An Ayrshire Legend Edinburgh Book Festival August 19

YES Dunfermline                                       July 16

Dates for the diary                       Irvine September 28….

Born in Kyle                                 Book Details/Contacts

A Time for Reflection                        Scottish Parliament

Indymatters                                        Youtube

 

 

Rod Paterson                A Personal Memoir 

 

My friend Rod Paterson has passed away and my country has lost the finest Scots singer of our generation. His was a voice that had the purity of the classic Scots tenors revered by my father, and the clarity of Scots diction inherited by the great traveller tradition bearers like Jeanie Robertson. It was also a voice of soaring beauty and douce human empathy which came from within the man himself. I once said that I would be happy appearing before an audience and reading extracts from the Telephone Directory as long as I knew that Rod would come in every five minutes with one of his songs. That would be enough to take the audience with us!  

 

I don't remember where or when I first met Rod, but in all likelihood it was in Sandy Bells bar around 1976 when the pub was the hub of a thriving traditional music scene in Edinburgh with the great Hamish Henderson presiding over sessions from his neuk in the corner. Those were heady times and the music and poetry gave a vibrant cultural dimension to the growing national movement. Even in a smoky, boozy milieu like that, Rod's singing stood out as something very special.  He was also a gifted guitarist and along with other fine musicians like Derek Hoy, Norman Chalmers, Jack Evans, Adam Jack John Croall, Ian Hardie and Tony Cuffe he formed one of the most iconic folk bands of the period Jock Tamson's Bairns.

 

By the late 1970s I had started producing programmes for the BBC and devising shows based on my work there, and various combinations of the Bairns with Rod at the centre were always my go-to musicians at the core of the productions. One memorable show was Fergusson's Auld Reikie which celebrated the poetry of Robert Fergusson and the music of 18th century Edinburgh. It was performed in the Bedlam Theatre on the very spot the poet died in 1774. Rod's poignant singing of Fergusson's favourite song The Birks of Invermay stayed long in the memory of those who heard it sung in that setting. We went on to record an album of the show and that inspired younger singers like Karine Polwart, who loved Rod's singing and the Bairns playing so much that she recorded her own beautiful version of the Birks of Invermay in her album Fairest Floo'er.

- _Source data_
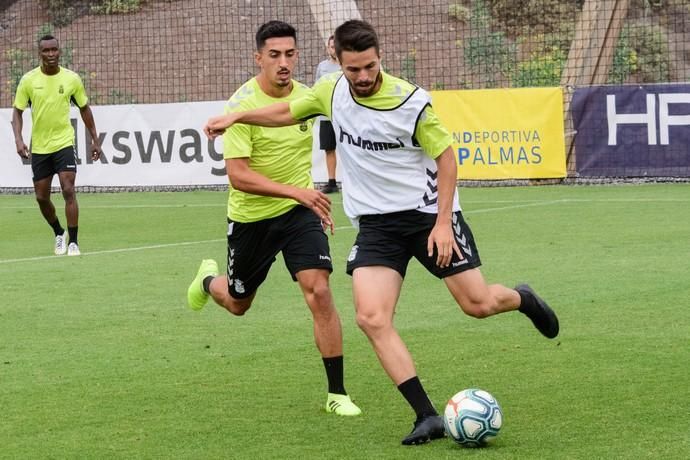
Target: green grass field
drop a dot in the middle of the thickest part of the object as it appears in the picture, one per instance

- _What this task involves_
According to the Rod Paterson memoir, where was the show Fergusson's Auld Reikie performed? The lines have nothing to do with the Rod Paterson memoir.

- _Problem solution_
In the Bedlam Theatre, on the very spot where Robert Fergusson died in 1774.